Bei genauerer Betrachtung sowohl von § 7 Abs. 8 Satz 3 ErbStG als auch der Ausführungen in R E 7.5 ErbStR 2019 tritt ein unlösbarer Widerspruch zu Tage:

  • Werden Genossenschaftsanteile direkt übertragen, erfolgt die Nennwertbewertung (bspw. mit 2.500 EUR für 25 % der Anteile) als Kapitalforderung unabhängig vom tatsächlichen gemeinen Wert des Vermögens der Genossenschaft.
  • Führt der Genosse jedoch bspw. als 25 %-Beteiligter bei weiterer 25 %-Beteiligung seiner Tochter der Genossenschaft eine verdeckte Sacheinlage im Wert von 500.000 EUR zu, erhöht sich (vereinfacht dargestellt) ihr Anteil um 125.000 EUR (500.000 EUR x ihr Anteil 25 %), weil insoweit nicht der Nennwert maßgebend ist. Diese Erhöhung unterliegt sodann der Besteuerung, ebenso die Werterhöhung von 250.000 EUR (500.000 EUR x 50 %) der anderen Genossen.

Das Ergebnis kann weder überzeugen noch scheint es verfassungsgemäß tragbar. Ziel des § 7 Abs. 8 ErbStG ist es, eine mögliche Besteuerungslücke zu schließen, wenn nicht Anteile übertragen werden, sondern die Werte der Anteile anderer Gesellschafter durch Einlagen erhöht werden. Dies ist bei Kapitalgesellschaften in sich stimmig und verfassungsrechtlich unbedenklich, da insoweit sowohl die Werterhöhung als auch die direkte Schenkung mit dem gemeinen Wert anzusetzen wären. R E 7.5 Abs. 11 Satz 2 ErbStR 2019 ermöglicht es durch den Verweis auf §§ 199 ff. BewG sogar, die einlagebedingte Wertsteigerung durch Anwendung des vereinfachten Ertragswertverfahrens vor und nach der Einlage zu ermitteln, wenn die Ertragsaussichten der Gesellschaft durch eine Einlage erhöht wurden.

Diese Grundsätze explizit in Gesetz und ErbStR auf Genossenschaften übertragen zu wollen, erscheint nur basierend auf der Verkennung der aktuellen Rechtslage zur regulären Bewertung von Genossenschaftsanteilen möglich, es sei denn, Gesetzgeber und Verwaltung halten auch insoweit eine Ertrags- und Substanzbewertung für zulässig. Bezüglich der Finanzverwaltung erscheint dies jedoch unter Berücksichtigung ihrer (in Abschn. IV. 2. a) ausgeführten) entgegenstehenden sonstigen Äußerungen sehr fraglich. Warum der Gesetzgeber in § 7 Abs. 8 Satz 3 ErbStG die Werterhöhung von Genossenschaftsanteilen mit dem Verkehrswert besteuern will und andererseits Genossenschaftsanteile selbst keiner Ertrags- und Substanzbewertung zuführen will, ist ebenso schwer nachvollziehbar.

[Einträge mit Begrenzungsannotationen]
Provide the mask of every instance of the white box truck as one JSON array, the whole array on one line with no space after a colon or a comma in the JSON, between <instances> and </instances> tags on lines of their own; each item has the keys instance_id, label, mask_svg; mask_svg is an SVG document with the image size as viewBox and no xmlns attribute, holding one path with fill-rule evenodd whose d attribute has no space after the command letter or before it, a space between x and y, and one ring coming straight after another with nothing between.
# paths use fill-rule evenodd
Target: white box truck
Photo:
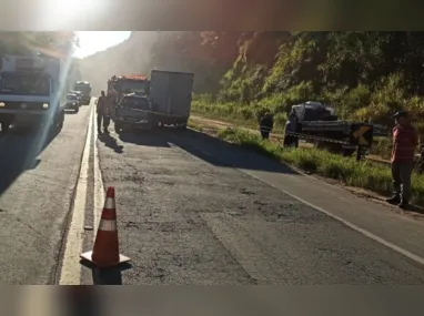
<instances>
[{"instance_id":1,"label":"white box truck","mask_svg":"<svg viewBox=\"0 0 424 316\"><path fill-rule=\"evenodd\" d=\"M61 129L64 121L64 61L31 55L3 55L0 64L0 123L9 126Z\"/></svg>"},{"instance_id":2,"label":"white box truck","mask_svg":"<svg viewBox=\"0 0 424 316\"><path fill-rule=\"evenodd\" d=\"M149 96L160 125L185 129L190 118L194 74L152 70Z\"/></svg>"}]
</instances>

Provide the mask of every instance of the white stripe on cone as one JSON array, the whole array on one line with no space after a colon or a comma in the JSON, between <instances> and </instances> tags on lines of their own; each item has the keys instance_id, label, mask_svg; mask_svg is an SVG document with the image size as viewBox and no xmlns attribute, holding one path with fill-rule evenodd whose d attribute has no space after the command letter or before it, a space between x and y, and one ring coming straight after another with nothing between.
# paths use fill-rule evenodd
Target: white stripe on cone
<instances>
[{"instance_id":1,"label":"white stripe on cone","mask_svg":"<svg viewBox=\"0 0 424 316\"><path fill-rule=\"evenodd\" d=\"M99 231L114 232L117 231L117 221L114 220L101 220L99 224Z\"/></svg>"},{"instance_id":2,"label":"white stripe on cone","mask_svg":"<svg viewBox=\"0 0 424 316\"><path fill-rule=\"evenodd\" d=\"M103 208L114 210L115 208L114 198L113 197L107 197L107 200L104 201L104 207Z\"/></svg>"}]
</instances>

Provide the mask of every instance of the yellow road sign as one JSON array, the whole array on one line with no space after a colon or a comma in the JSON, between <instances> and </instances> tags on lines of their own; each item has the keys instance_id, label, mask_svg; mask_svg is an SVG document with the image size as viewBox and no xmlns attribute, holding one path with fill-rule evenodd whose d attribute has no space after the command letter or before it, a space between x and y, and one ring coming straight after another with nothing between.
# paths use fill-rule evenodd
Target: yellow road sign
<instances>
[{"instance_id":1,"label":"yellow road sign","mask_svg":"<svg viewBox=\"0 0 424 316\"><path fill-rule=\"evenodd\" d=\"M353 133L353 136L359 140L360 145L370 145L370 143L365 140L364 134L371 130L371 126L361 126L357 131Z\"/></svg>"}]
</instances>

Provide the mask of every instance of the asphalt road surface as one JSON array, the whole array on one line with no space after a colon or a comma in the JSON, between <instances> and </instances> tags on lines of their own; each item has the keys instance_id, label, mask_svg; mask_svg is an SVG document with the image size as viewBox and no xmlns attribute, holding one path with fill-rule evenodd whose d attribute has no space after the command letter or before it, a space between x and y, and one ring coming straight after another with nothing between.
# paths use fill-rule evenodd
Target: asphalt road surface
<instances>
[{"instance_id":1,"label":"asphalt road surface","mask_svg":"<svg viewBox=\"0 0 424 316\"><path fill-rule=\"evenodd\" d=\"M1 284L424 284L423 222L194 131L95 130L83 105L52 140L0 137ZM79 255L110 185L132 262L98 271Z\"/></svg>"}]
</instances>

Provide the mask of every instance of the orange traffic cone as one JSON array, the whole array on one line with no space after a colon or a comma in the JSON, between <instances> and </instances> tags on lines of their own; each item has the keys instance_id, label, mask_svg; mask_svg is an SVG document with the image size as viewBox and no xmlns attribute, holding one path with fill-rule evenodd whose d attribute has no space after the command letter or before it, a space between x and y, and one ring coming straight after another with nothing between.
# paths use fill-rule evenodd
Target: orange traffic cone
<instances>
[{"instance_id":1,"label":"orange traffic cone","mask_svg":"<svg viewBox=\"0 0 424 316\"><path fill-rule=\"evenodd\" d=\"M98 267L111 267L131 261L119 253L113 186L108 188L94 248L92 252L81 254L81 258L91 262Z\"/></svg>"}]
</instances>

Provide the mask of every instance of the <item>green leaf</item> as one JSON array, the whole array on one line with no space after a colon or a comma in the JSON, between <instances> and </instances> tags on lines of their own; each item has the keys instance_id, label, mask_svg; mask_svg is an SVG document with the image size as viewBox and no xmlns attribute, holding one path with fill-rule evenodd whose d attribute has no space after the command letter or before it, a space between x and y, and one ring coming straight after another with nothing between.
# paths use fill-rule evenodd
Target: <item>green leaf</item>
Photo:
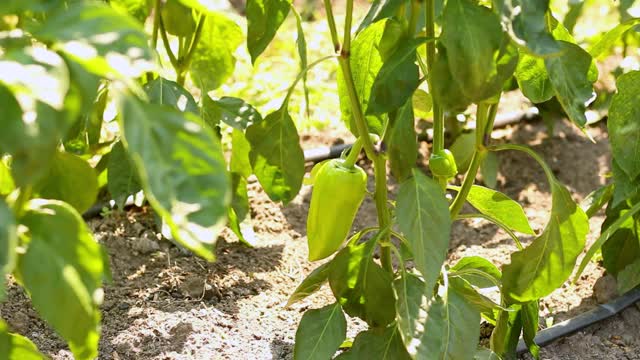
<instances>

_AUFGABENSTELLUNG_. Welches Ziel verfolgt § 7 Abs. 8 ErbStG laut dem Text zur Schenkungsteuer bei Genossenschaftsanteilen? Die Einträge stammen aus einer anderen Quelle als der Text.

_ERGEBNIS DER ÜBUNG_. Die Vorschrift soll eine mögliche Besteuerungslücke schließen, wenn nicht Anteile übertragen, sondern die Werte der Anteile anderer Gesellschafter durch Einlagen erhöht werden.